## [Excerpts from a dataset]
◆ ◆ ◆

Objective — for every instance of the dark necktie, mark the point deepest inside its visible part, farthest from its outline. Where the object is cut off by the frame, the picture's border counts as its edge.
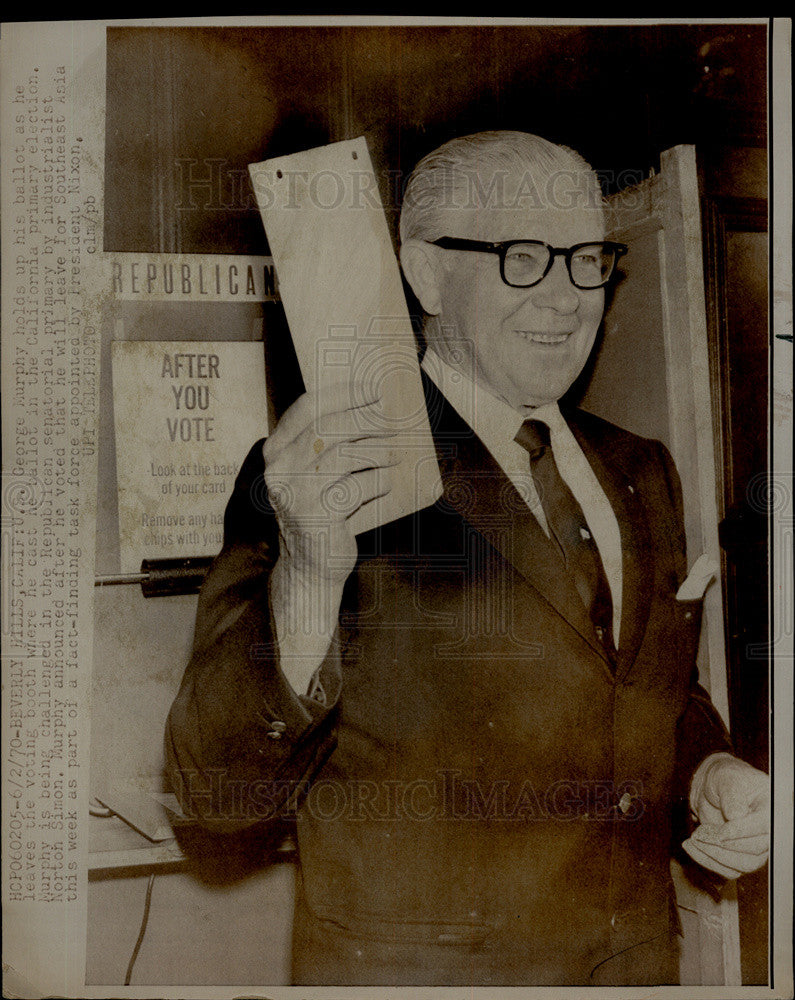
(569, 529)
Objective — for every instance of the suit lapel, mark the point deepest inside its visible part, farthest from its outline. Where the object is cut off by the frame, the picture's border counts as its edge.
(479, 491)
(636, 551)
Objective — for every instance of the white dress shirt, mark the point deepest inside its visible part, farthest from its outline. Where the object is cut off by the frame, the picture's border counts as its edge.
(496, 424)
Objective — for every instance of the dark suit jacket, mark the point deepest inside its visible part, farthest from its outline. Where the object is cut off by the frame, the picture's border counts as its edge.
(492, 798)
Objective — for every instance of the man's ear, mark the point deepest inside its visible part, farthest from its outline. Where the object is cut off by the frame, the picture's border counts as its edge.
(421, 267)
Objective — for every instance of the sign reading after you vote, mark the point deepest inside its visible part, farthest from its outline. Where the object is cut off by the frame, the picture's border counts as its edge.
(186, 415)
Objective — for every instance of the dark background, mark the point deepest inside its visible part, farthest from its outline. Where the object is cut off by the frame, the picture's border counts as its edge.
(189, 108)
(179, 98)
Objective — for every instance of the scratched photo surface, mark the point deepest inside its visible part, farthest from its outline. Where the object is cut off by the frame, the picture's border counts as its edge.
(510, 729)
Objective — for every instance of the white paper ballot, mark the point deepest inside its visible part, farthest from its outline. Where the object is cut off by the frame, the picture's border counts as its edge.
(342, 295)
(698, 579)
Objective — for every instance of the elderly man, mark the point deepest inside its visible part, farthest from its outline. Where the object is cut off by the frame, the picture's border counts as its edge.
(487, 713)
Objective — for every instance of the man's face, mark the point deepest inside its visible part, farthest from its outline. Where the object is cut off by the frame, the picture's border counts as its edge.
(526, 345)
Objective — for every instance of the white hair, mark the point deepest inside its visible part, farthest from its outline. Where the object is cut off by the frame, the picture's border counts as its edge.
(470, 172)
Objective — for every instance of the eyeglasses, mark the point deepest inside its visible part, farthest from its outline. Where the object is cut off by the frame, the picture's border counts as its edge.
(524, 263)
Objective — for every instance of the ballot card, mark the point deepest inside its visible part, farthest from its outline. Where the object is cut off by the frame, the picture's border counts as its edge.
(340, 286)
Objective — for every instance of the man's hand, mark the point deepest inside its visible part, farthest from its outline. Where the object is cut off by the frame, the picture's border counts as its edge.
(319, 471)
(320, 468)
(732, 801)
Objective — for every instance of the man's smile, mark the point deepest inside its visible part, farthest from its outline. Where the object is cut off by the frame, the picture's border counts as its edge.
(536, 337)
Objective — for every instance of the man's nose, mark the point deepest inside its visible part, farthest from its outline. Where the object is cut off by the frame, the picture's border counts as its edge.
(556, 291)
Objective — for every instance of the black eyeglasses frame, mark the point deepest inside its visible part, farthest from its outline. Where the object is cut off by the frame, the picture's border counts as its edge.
(502, 248)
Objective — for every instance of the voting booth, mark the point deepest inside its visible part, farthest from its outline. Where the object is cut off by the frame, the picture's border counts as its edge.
(190, 384)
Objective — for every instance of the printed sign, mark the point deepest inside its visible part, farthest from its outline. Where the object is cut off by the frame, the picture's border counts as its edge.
(186, 415)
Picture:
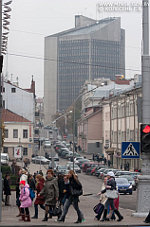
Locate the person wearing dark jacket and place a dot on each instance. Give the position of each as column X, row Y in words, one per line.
column 7, row 191
column 75, row 190
column 39, row 199
column 51, row 193
column 111, row 185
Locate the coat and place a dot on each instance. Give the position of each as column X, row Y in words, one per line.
column 25, row 197
column 39, row 198
column 24, row 177
column 6, row 187
column 50, row 191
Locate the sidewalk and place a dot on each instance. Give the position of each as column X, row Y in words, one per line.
column 9, row 216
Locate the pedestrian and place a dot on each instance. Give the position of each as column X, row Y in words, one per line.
column 51, row 193
column 111, row 185
column 41, row 173
column 39, row 198
column 102, row 200
column 25, row 200
column 75, row 190
column 23, row 175
column 7, row 191
column 18, row 195
column 65, row 189
column 60, row 178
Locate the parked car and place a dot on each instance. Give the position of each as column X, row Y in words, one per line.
column 122, row 172
column 4, row 159
column 123, row 185
column 40, row 159
column 61, row 169
column 131, row 181
column 47, row 144
column 76, row 168
column 54, row 157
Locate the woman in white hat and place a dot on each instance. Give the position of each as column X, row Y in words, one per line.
column 111, row 185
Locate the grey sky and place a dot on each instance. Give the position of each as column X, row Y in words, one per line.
column 32, row 20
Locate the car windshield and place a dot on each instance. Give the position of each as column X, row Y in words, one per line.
column 121, row 181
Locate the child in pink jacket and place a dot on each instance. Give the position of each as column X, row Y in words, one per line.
column 25, row 200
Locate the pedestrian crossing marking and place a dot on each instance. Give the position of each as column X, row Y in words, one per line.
column 130, row 151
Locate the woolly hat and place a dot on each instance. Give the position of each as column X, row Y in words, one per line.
column 111, row 174
column 22, row 182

◆ ◆ ◆

## [EXERCISE]
Please give every line above again word for word, apart from the pictures.

## [FINISHED TASK]
Objective — for every instance of the dark necktie, mark the point deepest inside its visible part, farthest from its outline. Where the object is cut off by the frame, the picture's border counts as its edge.
(569, 529)
Objective — for every instance of the suit lapel, mark the point deepest inside its visible part, farthest from its outline. Where the object is cut off by the frame, the picture's border counts as its edge.
(479, 491)
(636, 551)
Objective — for every instance of the white dress shirt, mark the point deepest inside its visible part, farthest from its outline. Where the object is cut off by the frame, the picture's border counts as its edge.
(496, 424)
Objective — for every instance of the dark suit jacket, mark the point deepest inside its visible part, farthest from its outline. Where the object is cut off by the frame, the picture's border counts as its edge.
(492, 798)
Objective — for every instance of the man's ear, mark the point deepest inside its visible part, farthest from its outline. Where the object is cut off by the frame, the picture's border counts as its edge.
(421, 267)
Objective — for every instance of the sign reading after you vote, mark the point deepest inside its visible part, farthest from its outline. Where the object is cut off by the frame, the picture's border counts as its edge.
(186, 415)
Objective — for every instance of the dark background, mark the point deepest inside its visible part, farthest from its outline. Where the object is cut off by the frame, the picture's border counts as its edge.
(189, 108)
(179, 98)
Objective — for every instance of the scratched photo surface, mark the point deepest inside its visible part, farthest from its outline. Where the object is cut off by the frame, the picture's border counts as its edge.
(510, 729)
Objective — for every instance of the white paper ballot, mark the point deepest inside its visible part, farthest from its outline. Where the object is cut off by the frame, the picture's border counts as its edge.
(342, 295)
(698, 579)
Objective — for every instance of the elderly man, mark the point deepest inside its visible part, farthest from its outline. Where the object is cut off by the frame, the picture's border counts as its edge.
(487, 713)
Objective — for every instance of the man's face, mark the point deepest inside its visible part, farthest from its outline. Where the object is cut off by the frame, the picture's border counts as its edge.
(526, 345)
Objective — for every instance of the white hair, mark the point deepest inside its visible part, farthest from its outline. Where the object is cut off by the frame, the picture's border counts as its edge.
(470, 172)
Objective — for every instance of the eyeglasses, mark the point deepest inside its visible part, farthest from its outline. Where the object is cut off by the frame, the picture's border counts as its edge.
(524, 263)
Objective — for every instance of the ballot card, mark the point deepest inside its visible part, farthest from its outline. Where the object is cut off by the frame, the picture's border counts as its edge.
(340, 286)
Objective — for every instance of the man's hand, mark the point deepest inside its visible part, farthest from its outline. Where the object is cut off by the frame, the picture's border counts as its edge.
(319, 471)
(320, 468)
(732, 801)
Objective — for every instance of the man's smile, mark the point deepest inside its visible part, farthest from its outline. Where the object is cut off by the frame, the picture's border counts as its edge.
(536, 337)
Objective — for every instance of the man's nose, mark the point deepest inside its visible part, farthest from its outline. Where the object is cut off by the frame, the picture's border counts as its edge.
(556, 291)
Objective — for every instance of the black eyeglasses frame, mark the point deepest inside its visible part, farthest from its outline. Where the object is cut off by the frame, the picture's border counts as its edge.
(502, 248)
Objective — for every instance of the voting booth, mark the point deepest inside its visible part, farthest from its outline. Where the object is cut off by the frame, the picture's border counts as its edge.
(190, 384)
Objective — for every instance of the printed sign, mark the point deepest inside its visible part, farthest from its outline. Where the object is cut off by the frame, the picture's border counts as its edge.
(186, 415)
Picture:
Locate the person wearing dark jacket and place a dot on each instance. Give the position of each as column X, row Y in words, one per line.
column 7, row 191
column 75, row 190
column 39, row 199
column 51, row 193
column 111, row 185
Locate the coat and place a dot on each instance. Give the position of each as column X, row Y in words, one per line.
column 25, row 197
column 39, row 198
column 24, row 177
column 6, row 187
column 50, row 191
Locate the sidewalk and place a dot on each instance. Give the position of each as column X, row Y in words, one per line.
column 9, row 216
Locate the pedestrian and place a dot on each instance. Give the position of each as column X, row Y in words, one per line.
column 51, row 193
column 111, row 185
column 41, row 173
column 39, row 198
column 102, row 200
column 25, row 200
column 75, row 190
column 23, row 175
column 7, row 191
column 18, row 195
column 65, row 189
column 60, row 178
Locate the parked car and place a dot on each instance. Give the position of each as column X, row Y in words, one per line.
column 122, row 172
column 4, row 159
column 123, row 185
column 40, row 159
column 61, row 169
column 131, row 181
column 47, row 144
column 76, row 168
column 54, row 157
Locate the woman in white hat and place a dot on each instance. Give the position of each as column X, row Y in words, one per line.
column 111, row 185
Locate the grey sky and place a dot on each instance. Give the position of each as column X, row Y in words, one per line.
column 32, row 20
Locate the car windshield and place a dot on each instance. Give the position of each as column X, row Y in words, one per line.
column 121, row 181
Locate the child in pink jacket and place a dot on each instance. Give the position of each as column X, row Y in words, one per line.
column 25, row 200
Locate the pedestrian crossing marking and place a dot on each instance. Give the position of each as column X, row Y in words, one per line.
column 130, row 151
Locate the woolly hat and place a dot on each instance. Give the position of each as column X, row Y in words, one per line.
column 111, row 174
column 22, row 182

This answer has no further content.